▸ **TASK PROMPT**
Copy the entries below word for word, starting at the first line and ending with the line that contains "0 131 540 359".

::::

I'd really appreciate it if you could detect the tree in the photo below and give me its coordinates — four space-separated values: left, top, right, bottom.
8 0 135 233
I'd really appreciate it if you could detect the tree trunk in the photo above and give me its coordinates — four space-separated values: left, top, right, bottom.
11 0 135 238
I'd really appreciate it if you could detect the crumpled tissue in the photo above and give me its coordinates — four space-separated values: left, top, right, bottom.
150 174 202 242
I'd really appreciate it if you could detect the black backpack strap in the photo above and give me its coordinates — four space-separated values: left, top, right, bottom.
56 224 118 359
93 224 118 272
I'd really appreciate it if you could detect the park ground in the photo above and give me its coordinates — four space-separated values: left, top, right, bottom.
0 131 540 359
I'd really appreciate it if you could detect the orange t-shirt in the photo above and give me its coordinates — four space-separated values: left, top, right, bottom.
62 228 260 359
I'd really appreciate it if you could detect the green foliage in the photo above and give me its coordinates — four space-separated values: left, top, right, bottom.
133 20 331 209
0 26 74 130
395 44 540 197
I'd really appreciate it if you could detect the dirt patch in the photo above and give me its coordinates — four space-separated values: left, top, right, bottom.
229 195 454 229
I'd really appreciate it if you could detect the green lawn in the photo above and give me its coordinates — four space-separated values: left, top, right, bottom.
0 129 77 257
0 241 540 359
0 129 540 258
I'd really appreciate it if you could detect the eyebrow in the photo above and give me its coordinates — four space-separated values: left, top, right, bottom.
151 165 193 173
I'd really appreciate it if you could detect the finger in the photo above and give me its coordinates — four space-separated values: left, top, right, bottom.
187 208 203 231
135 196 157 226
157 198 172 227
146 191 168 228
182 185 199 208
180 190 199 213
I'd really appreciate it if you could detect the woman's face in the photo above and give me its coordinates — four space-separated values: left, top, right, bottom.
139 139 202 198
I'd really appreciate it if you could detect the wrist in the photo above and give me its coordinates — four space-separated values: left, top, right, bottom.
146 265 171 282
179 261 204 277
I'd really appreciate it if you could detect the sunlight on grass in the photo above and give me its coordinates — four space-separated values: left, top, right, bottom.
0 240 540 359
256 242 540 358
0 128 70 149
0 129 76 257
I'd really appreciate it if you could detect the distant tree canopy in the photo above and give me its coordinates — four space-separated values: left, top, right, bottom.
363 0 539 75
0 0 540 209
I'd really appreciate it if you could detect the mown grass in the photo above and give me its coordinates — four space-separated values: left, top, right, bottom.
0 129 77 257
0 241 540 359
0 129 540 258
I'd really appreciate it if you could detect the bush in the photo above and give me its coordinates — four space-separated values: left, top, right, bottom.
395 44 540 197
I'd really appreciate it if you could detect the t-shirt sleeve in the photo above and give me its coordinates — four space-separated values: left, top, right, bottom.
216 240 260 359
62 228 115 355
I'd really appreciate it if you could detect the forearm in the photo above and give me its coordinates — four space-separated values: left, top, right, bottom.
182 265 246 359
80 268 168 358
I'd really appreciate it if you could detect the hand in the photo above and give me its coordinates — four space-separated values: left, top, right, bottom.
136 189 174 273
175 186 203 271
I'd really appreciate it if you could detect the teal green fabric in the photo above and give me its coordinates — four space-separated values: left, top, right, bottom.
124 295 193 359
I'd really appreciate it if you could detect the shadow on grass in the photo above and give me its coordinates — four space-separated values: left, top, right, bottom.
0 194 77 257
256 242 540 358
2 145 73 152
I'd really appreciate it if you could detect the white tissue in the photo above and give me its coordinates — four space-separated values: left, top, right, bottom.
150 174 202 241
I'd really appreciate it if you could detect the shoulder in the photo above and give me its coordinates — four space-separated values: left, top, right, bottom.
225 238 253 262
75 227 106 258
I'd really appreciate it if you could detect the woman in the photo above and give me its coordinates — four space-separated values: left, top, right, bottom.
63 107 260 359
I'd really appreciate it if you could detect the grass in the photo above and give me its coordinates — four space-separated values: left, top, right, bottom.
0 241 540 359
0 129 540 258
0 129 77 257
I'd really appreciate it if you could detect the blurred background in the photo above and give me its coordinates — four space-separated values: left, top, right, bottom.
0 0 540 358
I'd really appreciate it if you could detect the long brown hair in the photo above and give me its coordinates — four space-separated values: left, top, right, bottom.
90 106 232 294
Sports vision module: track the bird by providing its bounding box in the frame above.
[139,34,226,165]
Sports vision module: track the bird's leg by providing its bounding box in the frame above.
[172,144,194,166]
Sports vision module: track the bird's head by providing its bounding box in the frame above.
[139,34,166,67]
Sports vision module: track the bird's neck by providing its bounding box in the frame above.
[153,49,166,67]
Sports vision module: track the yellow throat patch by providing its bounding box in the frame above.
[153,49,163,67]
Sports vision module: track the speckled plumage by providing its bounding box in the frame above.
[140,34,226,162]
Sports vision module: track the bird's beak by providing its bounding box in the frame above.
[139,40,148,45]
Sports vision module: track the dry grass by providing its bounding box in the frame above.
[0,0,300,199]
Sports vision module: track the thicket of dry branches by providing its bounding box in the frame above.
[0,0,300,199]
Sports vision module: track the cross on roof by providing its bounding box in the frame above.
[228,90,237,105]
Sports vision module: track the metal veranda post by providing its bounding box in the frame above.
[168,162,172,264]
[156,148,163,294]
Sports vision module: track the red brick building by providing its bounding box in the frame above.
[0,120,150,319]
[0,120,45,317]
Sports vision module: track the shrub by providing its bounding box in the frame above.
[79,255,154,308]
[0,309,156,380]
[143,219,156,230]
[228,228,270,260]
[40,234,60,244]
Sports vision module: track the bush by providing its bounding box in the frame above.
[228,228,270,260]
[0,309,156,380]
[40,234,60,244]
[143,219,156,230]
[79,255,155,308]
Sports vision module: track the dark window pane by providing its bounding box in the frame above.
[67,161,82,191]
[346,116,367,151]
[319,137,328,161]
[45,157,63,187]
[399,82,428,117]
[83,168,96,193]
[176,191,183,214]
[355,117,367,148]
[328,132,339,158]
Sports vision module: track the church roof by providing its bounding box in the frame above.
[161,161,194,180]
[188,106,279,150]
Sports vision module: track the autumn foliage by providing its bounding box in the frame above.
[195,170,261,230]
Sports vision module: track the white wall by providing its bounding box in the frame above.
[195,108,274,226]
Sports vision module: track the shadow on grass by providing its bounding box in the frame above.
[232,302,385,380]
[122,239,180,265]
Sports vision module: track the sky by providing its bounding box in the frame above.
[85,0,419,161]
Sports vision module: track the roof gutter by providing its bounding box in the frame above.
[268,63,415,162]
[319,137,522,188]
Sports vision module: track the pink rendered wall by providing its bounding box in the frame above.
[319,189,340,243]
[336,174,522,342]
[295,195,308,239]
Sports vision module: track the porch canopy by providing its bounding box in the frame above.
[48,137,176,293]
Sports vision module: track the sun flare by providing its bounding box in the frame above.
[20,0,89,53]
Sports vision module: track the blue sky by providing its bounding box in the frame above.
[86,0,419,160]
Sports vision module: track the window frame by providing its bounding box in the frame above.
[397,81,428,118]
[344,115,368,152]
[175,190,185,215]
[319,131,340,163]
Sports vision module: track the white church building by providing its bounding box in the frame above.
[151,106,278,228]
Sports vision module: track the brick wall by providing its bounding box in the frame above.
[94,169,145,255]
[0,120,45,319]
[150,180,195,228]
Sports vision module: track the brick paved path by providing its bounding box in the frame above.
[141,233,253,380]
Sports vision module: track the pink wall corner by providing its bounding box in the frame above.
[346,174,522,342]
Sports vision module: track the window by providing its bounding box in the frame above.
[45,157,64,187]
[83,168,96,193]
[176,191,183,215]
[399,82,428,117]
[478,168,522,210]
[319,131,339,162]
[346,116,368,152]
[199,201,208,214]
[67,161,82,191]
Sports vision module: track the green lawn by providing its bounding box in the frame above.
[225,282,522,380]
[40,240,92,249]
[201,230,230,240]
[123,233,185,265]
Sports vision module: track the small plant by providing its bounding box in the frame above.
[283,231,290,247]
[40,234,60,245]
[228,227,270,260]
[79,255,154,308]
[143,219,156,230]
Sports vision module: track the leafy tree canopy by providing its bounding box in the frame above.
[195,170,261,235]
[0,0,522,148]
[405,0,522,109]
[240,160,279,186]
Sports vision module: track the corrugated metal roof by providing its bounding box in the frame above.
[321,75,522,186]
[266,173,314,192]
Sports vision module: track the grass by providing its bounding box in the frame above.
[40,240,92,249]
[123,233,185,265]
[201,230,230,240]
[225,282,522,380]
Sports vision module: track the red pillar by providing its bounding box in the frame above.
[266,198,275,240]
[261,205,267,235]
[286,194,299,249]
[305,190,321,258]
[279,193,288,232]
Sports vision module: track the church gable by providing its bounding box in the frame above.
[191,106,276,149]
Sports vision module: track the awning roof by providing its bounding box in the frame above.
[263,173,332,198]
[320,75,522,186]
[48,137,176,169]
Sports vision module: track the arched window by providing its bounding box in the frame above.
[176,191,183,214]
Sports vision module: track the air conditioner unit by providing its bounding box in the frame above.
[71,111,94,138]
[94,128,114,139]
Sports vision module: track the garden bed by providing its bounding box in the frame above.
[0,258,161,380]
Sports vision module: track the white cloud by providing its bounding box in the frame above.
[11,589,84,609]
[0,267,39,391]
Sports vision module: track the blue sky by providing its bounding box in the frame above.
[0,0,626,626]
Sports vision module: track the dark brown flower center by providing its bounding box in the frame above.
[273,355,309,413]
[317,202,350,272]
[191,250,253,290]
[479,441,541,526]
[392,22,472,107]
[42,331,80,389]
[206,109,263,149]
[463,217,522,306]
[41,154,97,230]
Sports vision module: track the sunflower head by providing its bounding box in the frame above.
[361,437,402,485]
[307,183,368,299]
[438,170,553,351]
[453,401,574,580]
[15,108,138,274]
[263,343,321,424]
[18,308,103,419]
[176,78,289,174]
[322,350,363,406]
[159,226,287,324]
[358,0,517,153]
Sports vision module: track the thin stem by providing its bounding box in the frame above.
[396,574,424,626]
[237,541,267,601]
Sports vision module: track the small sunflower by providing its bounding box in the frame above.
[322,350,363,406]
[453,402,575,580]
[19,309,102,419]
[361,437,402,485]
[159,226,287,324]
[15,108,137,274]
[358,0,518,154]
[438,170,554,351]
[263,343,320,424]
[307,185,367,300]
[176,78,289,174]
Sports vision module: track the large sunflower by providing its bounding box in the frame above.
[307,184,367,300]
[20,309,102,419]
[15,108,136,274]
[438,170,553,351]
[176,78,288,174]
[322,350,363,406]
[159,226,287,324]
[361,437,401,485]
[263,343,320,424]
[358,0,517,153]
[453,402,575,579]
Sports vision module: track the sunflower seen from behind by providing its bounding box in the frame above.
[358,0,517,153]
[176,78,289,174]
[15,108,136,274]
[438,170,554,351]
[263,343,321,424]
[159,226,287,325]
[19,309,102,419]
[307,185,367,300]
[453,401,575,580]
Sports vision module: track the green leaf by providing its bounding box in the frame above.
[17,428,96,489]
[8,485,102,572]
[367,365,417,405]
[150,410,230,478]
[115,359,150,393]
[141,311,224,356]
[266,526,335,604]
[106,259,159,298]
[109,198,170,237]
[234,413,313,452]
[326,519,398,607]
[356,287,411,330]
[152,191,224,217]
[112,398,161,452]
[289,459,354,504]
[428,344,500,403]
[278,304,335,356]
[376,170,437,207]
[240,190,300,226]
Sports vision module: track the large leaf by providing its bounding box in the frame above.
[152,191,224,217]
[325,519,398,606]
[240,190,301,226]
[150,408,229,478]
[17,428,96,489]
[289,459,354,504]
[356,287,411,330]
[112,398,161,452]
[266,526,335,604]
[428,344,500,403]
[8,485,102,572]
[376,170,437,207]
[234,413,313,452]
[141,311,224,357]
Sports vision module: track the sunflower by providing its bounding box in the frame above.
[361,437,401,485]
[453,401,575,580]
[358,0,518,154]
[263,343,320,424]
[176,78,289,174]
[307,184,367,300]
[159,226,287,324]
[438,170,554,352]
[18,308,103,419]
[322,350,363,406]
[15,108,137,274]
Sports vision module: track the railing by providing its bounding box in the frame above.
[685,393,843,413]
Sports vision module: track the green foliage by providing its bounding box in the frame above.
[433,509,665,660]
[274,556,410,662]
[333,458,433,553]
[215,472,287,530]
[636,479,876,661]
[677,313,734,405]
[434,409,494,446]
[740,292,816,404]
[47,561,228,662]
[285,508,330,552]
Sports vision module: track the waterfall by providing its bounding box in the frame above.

::::

▸ **FINAL RESULT**
I'd really appreciate it if you could detect the tree in the photo below and give me its coordinates — four space-separated values: left, top, right, bottom.
8 0 135 233
I'd really appreciate it if you could detect the tree trunk in the photo above and give me its coordinates — four space-separated values: left, top, right, bottom.
11 0 135 238
I'd really appreciate it if you could detect the crumpled tissue in the photo above and give me its coordinates — four space-separated values: left, top, right, bottom.
150 174 202 242
I'd really appreciate it if you could detect the black backpack strap in the photo above and give me its coordinates — four space-separated values: left, top, right, bottom.
56 224 118 359
93 224 118 272
I'd really appreciate it if you could detect the park ground in the photo above and give me its coordinates — four space-separated values: left, top, right, bottom.
0 131 540 359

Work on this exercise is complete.